GIVEN PASSAGE
+ + + +

Network Exploration

Interactive view of an organization’s data sources and the data flowing between them. This pulls from a Google Sheet. The Google Sheets document used below is at https://docs.google.com/spreadsheets/d/14QZbaKMNqGAGQpOPRZDZeHdb9H8kb19Vbv1VBItvpPs/edit?usp=sharing. You will want to make a copy of that and modify it for your own needs, publish and make public (it can be unlisted), and grab the ID from the URL and updated the googlesheets_id value below.

Basic Setup and Get the Data

# See http://kateto.net/network-visualization for some details. Ultimately, it's all hinging on
# the visNetwork package, which has a number of different functions for adjusting the actual visualization.

# Load libraries
if (!require("pacman")) install.packages("pacman")
pacman::p_load(tidyverse,         # Includes dplyr, ggplot2, and others; very key!
               visNetwork,        # For actually creating the visualization
               RColorBrewer,      # For generating a color palette
               googlesheets)      # For retrieving the underlying data from Google Sheets

# Get the ID for the sheet. You can pull this from the URL. The URL for the Google Shee used
# here is at https://docs.google.com/spreadsheets/d/14QZbaKMNqGAGQpOPRZDZeHdb9H8kb19Vbv1VBItvpPs/edit?usp=sharing.
# Make a copy of that and then replace the ID below. Note that the sheet need to be
# *both* Public (unlisted is fine) AND "Published to web"
googlesheets_id <- "14QZbaKMNqGAGQpOPRZDZeHdb9H8kb19Vbv1VBItvpPs"

# Now, actually get the key for that ID
googlesheets_key <- gs_key(googlesheets_id, lookup=FALSE)

# Get the data
links_raw <- gs_read(googlesheets_key, ws="Data Flows", verbose=FALSE)
nodes_raw <- gs_read(googlesheets_key, ws="Systems", verbose=FALSE)

Data Munging / Transformation

# Convert to network graphing ready objects. This is one set of edges (the data feeds)
# and one set of nodes (the data sources)

# The "links" are the "edges" (the lines connecting the different data sources).
# This part of the script, essentially, renames the columns in the data table to
# match the visNetwork() function's 'edges' argument requirements later in the script.
# Of course, you could just name things that way in the underlying Google Sheet,
# but underlying Google Sheets are rarely designed with that much friendliness.

+ + + +

SET PROBLEM A
Decide whether each statement agrees with the network exploration text: (i) the Google Sheet has to be both public and published to the web; (ii) the RColorBrewer package is loaded to retrieve the data from Google Sheets; (iii) the nodes stand for the data feeds. Answer yes or no for each, quoting the deciding words.
SET PROBLEM B
Reproduce the network exploration text word for word from "# Convert to" to "in the script.".
The data below are separate material and not part of the network exploration text.

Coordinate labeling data
+ + + +

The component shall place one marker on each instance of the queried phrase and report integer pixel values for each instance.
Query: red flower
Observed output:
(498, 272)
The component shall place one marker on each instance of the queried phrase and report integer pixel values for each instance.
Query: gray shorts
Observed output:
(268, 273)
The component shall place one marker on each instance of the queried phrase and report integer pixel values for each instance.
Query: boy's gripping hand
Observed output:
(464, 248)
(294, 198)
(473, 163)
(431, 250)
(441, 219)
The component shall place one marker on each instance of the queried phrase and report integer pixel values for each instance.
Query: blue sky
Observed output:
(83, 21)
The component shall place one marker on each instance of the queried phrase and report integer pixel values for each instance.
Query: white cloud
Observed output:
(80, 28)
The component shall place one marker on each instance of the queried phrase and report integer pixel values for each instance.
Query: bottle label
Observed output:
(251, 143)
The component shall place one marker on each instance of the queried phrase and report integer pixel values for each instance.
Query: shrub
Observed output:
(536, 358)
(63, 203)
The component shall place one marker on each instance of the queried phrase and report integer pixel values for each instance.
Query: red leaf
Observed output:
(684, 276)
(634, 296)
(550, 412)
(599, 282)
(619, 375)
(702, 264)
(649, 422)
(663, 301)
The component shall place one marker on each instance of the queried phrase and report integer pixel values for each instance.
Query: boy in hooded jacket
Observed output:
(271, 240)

+ + + +

RESULT A
(i) Yes: "*both* Public (unlisted is fine) AND "Published to web""
(ii) No: "For generating a color palette"
(iii) No: "one set of nodes (the data sources)"

RESULT B
# Convert to network graphing ready objects. This is one set of edges (the data feeds)
# and one set of nodes (the data sources)

# The "links" are the "edges" (the lines connecting the different data sources).
# This part of the script, essentially, renames the columns in the data table to
# match the visNetwork() function's 'edges' argument requirements later in the script.